Aim>
Copy the rows below word for word, beginning with the first row and ending with the line containing "point(256, 537)", and leave out the pictures.

Start of Data in this exercise

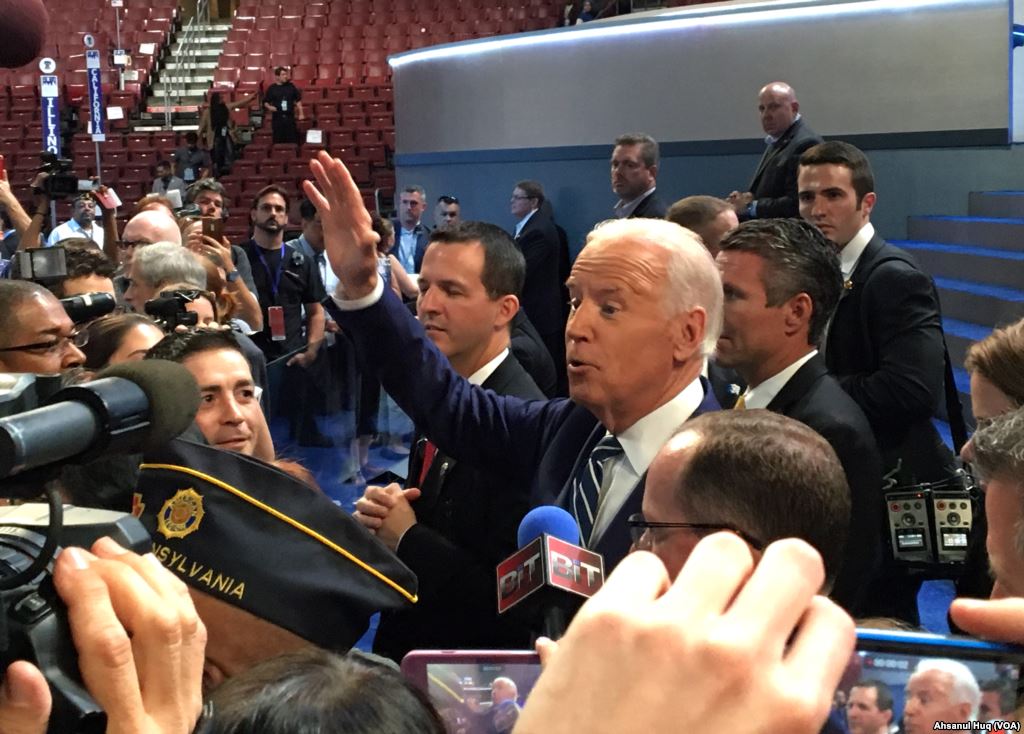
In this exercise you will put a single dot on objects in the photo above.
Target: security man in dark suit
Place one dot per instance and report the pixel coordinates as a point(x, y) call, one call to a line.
point(456, 521)
point(773, 189)
point(781, 281)
point(636, 339)
point(634, 176)
point(885, 343)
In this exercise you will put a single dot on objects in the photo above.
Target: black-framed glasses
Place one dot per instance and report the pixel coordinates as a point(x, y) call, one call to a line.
point(80, 337)
point(642, 537)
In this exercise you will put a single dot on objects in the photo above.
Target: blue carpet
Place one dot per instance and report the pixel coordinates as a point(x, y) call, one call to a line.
point(980, 289)
point(958, 249)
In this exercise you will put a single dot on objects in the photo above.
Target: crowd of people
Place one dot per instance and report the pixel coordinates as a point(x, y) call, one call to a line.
point(714, 390)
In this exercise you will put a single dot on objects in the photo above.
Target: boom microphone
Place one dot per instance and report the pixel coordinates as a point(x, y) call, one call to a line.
point(129, 408)
point(88, 306)
point(550, 576)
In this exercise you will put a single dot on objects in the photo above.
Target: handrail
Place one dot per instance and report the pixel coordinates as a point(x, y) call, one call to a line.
point(185, 57)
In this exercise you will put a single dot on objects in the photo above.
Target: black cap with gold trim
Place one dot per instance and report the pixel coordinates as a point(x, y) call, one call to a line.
point(256, 537)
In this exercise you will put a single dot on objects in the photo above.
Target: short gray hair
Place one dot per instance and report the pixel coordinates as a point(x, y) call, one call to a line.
point(693, 277)
point(965, 688)
point(166, 262)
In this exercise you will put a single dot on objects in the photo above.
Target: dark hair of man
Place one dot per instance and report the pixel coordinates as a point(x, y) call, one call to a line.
point(267, 190)
point(82, 259)
point(696, 212)
point(534, 189)
point(837, 153)
point(105, 335)
point(1007, 698)
point(769, 476)
point(504, 266)
point(883, 693)
point(206, 184)
point(649, 153)
point(999, 358)
point(313, 690)
point(998, 447)
point(13, 294)
point(798, 259)
point(178, 347)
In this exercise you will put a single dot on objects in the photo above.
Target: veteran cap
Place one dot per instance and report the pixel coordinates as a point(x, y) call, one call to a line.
point(254, 536)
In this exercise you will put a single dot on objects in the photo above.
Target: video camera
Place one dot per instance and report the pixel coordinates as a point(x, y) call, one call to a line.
point(60, 183)
point(170, 310)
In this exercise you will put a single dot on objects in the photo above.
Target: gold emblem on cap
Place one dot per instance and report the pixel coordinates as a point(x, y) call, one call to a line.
point(181, 514)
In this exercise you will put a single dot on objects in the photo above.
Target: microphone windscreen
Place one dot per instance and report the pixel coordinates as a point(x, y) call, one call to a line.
point(25, 30)
point(171, 391)
point(550, 519)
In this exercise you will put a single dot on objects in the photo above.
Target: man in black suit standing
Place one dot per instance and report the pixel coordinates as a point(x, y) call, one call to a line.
point(455, 522)
point(537, 238)
point(885, 344)
point(781, 281)
point(773, 190)
point(634, 176)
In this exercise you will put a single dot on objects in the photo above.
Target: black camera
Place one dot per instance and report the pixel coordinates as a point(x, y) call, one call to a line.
point(35, 620)
point(60, 183)
point(170, 310)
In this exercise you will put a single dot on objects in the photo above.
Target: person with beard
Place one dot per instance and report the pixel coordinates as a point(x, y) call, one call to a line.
point(289, 281)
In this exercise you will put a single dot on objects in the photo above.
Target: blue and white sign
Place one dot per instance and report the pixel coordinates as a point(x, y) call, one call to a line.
point(95, 95)
point(49, 93)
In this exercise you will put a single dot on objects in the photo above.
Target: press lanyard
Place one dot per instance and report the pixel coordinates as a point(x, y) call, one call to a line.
point(275, 277)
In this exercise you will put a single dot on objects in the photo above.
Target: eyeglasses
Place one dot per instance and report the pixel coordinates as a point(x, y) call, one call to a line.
point(640, 531)
point(79, 338)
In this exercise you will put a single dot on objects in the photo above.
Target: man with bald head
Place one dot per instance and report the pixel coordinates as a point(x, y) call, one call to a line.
point(646, 308)
point(773, 189)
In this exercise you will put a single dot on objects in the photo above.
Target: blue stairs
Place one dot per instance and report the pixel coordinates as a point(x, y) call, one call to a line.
point(978, 265)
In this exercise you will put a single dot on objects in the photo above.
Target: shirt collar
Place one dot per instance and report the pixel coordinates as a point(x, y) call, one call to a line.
point(761, 395)
point(624, 209)
point(852, 251)
point(769, 140)
point(480, 376)
point(643, 439)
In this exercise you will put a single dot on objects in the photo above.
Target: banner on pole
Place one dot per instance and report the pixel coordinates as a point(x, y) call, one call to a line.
point(95, 95)
point(49, 93)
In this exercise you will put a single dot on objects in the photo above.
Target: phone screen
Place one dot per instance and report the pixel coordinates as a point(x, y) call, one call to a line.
point(475, 692)
point(914, 672)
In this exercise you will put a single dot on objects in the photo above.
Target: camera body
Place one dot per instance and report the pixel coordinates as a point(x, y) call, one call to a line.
point(35, 619)
point(61, 182)
point(170, 310)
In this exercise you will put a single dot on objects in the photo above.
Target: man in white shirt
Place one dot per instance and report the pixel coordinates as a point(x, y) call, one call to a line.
point(781, 282)
point(81, 224)
point(646, 308)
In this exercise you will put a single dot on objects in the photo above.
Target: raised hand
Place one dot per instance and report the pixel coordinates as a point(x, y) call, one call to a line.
point(349, 240)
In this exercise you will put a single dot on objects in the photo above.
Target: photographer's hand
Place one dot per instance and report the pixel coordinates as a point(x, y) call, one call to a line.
point(139, 641)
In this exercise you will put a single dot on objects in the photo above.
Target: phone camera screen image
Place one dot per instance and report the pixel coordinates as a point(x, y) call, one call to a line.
point(919, 683)
point(480, 697)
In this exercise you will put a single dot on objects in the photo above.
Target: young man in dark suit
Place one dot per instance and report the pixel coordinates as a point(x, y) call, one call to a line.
point(456, 521)
point(782, 282)
point(773, 189)
point(885, 344)
point(646, 308)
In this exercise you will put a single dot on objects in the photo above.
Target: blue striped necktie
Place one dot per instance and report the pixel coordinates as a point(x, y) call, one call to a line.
point(587, 485)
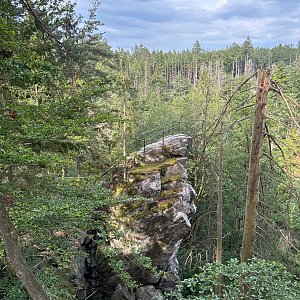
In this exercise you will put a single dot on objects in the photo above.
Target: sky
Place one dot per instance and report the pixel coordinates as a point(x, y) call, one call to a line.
point(176, 24)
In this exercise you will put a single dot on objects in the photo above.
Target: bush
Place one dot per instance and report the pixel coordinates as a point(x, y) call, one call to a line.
point(265, 279)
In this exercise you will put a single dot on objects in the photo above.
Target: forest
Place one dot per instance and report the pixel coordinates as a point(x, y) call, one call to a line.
point(73, 113)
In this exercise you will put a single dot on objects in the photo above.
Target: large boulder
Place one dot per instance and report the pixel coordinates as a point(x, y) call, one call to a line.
point(154, 224)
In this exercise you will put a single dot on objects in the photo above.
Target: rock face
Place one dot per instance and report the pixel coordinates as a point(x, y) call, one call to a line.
point(154, 225)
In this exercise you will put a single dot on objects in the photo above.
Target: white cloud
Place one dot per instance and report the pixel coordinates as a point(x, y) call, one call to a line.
point(177, 24)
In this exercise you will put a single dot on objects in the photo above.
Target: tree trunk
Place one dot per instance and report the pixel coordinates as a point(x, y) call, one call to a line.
point(218, 287)
point(254, 166)
point(15, 256)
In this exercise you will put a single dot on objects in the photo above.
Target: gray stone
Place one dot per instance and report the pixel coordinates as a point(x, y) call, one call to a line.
point(151, 186)
point(153, 227)
point(122, 293)
point(148, 292)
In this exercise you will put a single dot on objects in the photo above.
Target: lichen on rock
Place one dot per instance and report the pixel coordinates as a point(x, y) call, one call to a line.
point(154, 224)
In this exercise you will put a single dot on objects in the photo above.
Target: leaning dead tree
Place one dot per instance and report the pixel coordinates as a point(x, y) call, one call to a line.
point(252, 197)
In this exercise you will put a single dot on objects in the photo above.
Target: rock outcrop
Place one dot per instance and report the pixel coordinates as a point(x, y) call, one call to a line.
point(153, 225)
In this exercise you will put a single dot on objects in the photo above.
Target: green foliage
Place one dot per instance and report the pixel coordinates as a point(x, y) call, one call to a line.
point(56, 285)
point(265, 279)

End of Data in this exercise

Correct result>
In this exercise you will put a single dot on objects in the photo above.
Target: security man in dark suit
Place one dot per instance and report the pixel coordinates as a point(x, y) call, one call to a line.
point(456, 521)
point(773, 189)
point(781, 281)
point(636, 339)
point(634, 176)
point(885, 343)
In this exercise you will put a single dot on objects in the photo above.
Target: black-framed glasses
Place one dot per instance and report the pixel coordinates as a point(x, y) call, one call to a line.
point(80, 337)
point(642, 537)
In this exercise you will put a single dot on objects in the photo above.
Target: blue carpet
Place one dot per instance and report the pixel coordinates as a point(x, y) call, one call to a line.
point(980, 289)
point(958, 249)
In this exercise you will put a single dot on objects in the photo above.
Target: crowd of people
Place one dot per instance and report the pixel coordinates as a point(x, y) call, one call to a line.
point(714, 390)
In this exercise you will put a single dot on objects in the photo above.
Target: boom microphone
Place one dot per instance and report the pixel coordinates as a point(x, y) call, one call to a line.
point(129, 408)
point(88, 306)
point(550, 576)
In this exercise you will put a single dot on objects in the photo above.
Target: handrail
Place one dot per instance and report the pixel coordinates as a point(x, y) call, one call to a line.
point(185, 57)
In this exercise you will put a single dot on objects in the photo above.
Target: black cap with gold trim
Place one dot per instance and report the pixel coordinates as a point(x, y) call, one call to a line.
point(256, 537)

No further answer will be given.